YOUR TASKS —
**A)** Quote the passage of the episode review that begins at the words "As it happens, however, Oliver’s" and stops after the words "identity was hilarious.".
**B)** Reproduce the records starting at the line that has "instance, sample <point>566,158</point>." and stopping after the line that has "<point>296,255</point>", with every "Target" replaced by "Object" and all else unchanged. Give only those lines.

SELECTED PASSAGE —
......
In an unexpected twist from the first two seasons, Slade’s presence in the present was offset by flashbacks centered on Starling City. The coincidence of China White’s contact in the country working at Queen Consolidated aside, Oliver’s sudden immersion into his hometown was a great way to keep the two sections of the episode cohesive. Besides, it was just plain fun to see callbacks to seasons past. Tommy was back! Laurel was dressed casually! Tommy was back! Thea was a kid! Tommy was back! Quentin had hair! And Tommy was back!
Superfluous as some of his scenes in “The Return” may have been, Tommy makes everything better. Katie Cassidy sparkles across Colin Donnell, and the comfortable chemistry between the two was one of the most appealing aspects of the first season. Tommy’s unfailing loyalty to Oliver and insistence on looking out for Thea even as he is still in the midst of his spoiled playboy phase were poignant reminders that the Queens truly became his family after Malcolm’s abandonment, and his appearance in “The Return” was positively delightful.
Sadly, the inclusion of a living Tommy in past Starling City meant the exclusion of certain other characters. Diggle and Felicity each had less than a minute of screentime. Still, their Easter egg appearances were handled with just the right balance between whimsy and restraint that relatively little retroactive continuity was involved. Oliver’s passing encounters with both were pointed enough to be fun without being so major that Oliver would actually remember two years later.
Digg’s exchange with his brother Andy was a treat, and the look at the late lamented Diggle brother managed to give some attention to a character who has fallen by the wayside in Season 3 as well as promised expansion on the H.I.V.E. storyline from Season 2. Felicity’s appearance in Moira’s office just as Oliver was breaking in was more of a stretch, but Emily Bett Rickards was so darn cute in her Season 1 ponytail and little babble that it was easy to handwave the unlikelihood. Besides, any development that can tease such an earnest smile out of Oliver Queen – particularly Flashback Oliver Queen – is worth the handwaving. So what if the picture that Felicity was addressing made Oliver look more like a serial killer than a dreamboat? Stephen Amell can save anything with that barely-there smile of his. He’s so big and strong and brooding that such a gentle reaction can bring an “Awwww!” out of even viewers with the hardest of hearts.
Of course, “gentle” is not the word to describe Oliver is most of the other flashback scenes. Halfway into the five-year metamorphosis that would turn him into the murderous Hood of Season 1, the combination of longing at the world to which he had once belonged and ruthlessness as he applied the principles of Lian Yu and A.R.G.U.S. to his dealings worked as counter to his current attitude toward killing. Besides, any advancement that allows Amell to deepen his vocal register out of pre-island Ollie is an improvement. Seriously, was pre-island Ollie on that cruise to China to sabotage his relationship with Laurel or to pick up some power converters from the Tosche Station?
As it happens, however, Oliver’s return to Starling was necessary to the overall narrative in a way that was perhaps more relevant than his voice going through puberty and checking in with Tommy. As noted with the “previously on” segment, Oliver long ago stated that his father had left instructions about the infamous Season 1 list, and it was about time that the show filled in this blank. Maseo served as a sounding board to allow Oliver to exposit without falling back into the dreadful early voiceovers, and his meta observation that pulling up a hood is an incredibly inadequate method of concealing one’s identity was hilarious.
......
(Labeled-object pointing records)
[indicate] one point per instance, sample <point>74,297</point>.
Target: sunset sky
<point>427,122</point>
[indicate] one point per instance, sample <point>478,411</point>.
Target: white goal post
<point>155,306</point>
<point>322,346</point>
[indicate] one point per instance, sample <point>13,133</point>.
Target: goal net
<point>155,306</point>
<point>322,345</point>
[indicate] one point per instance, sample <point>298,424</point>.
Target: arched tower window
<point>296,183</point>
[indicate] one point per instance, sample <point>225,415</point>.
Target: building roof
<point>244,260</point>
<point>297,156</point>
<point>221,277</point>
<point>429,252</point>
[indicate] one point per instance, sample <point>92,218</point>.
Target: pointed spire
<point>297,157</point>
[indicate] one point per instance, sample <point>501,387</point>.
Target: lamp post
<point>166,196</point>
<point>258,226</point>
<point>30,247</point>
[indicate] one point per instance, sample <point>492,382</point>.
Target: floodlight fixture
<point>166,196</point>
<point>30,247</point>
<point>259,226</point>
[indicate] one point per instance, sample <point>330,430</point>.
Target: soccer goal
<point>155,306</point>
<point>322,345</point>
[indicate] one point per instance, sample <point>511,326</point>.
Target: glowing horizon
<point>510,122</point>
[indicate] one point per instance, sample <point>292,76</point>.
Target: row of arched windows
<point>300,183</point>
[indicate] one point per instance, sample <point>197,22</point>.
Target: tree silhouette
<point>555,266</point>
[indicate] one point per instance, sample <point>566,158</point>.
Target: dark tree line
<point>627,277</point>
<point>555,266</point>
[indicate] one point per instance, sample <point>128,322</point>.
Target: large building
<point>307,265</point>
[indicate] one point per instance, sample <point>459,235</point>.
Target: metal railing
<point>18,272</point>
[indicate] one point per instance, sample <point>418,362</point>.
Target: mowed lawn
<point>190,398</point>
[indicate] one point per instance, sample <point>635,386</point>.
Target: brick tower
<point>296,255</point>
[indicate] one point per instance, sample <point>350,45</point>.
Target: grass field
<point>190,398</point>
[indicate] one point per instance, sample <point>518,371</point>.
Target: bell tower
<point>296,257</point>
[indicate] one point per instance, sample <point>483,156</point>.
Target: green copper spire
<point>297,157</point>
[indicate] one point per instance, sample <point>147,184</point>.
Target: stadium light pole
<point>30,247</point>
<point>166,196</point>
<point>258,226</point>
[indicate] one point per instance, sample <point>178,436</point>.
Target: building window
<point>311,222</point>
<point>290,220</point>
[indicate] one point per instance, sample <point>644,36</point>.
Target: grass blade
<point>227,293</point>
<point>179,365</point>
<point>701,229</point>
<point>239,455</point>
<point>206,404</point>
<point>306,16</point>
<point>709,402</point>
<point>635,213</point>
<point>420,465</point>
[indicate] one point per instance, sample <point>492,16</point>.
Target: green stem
......
SOLUTIONS —
**A)**
As it happens, however, Oliver’s return to Starling was necessary to the overall narrative in a way that was perhaps more relevant than his voice going through puberty and checking in with Tommy. As noted with the “previously on” segment, Oliver long ago stated that his father had left instructions about the infamous Season 1 list, and it was about time that the show filled in this blank. Maseo served as a sounding board to allow Oliver to exposit without falling back into the dreadful early voiceovers, and his meta observation that pulling up a hood is an incredibly inadequate method of concealing one’s identity was hilarious.

**B)**
[indicate] one point per instance, sample <point>566,158</point>.
Object: dark tree line
<point>627,277</point>
<point>555,266</point>
[indicate] one point per instance, sample <point>128,322</point>.
Object: large building
<point>307,265</point>
[indicate] one point per instance, sample <point>459,235</point>.
Object: metal railing
<point>18,272</point>
[indicate] one point per instance, sample <point>418,362</point>.
Object: mowed lawn
<point>190,398</point>
[indicate] one point per instance, sample <point>635,386</point>.
Object: brick tower
<point>296,255</point>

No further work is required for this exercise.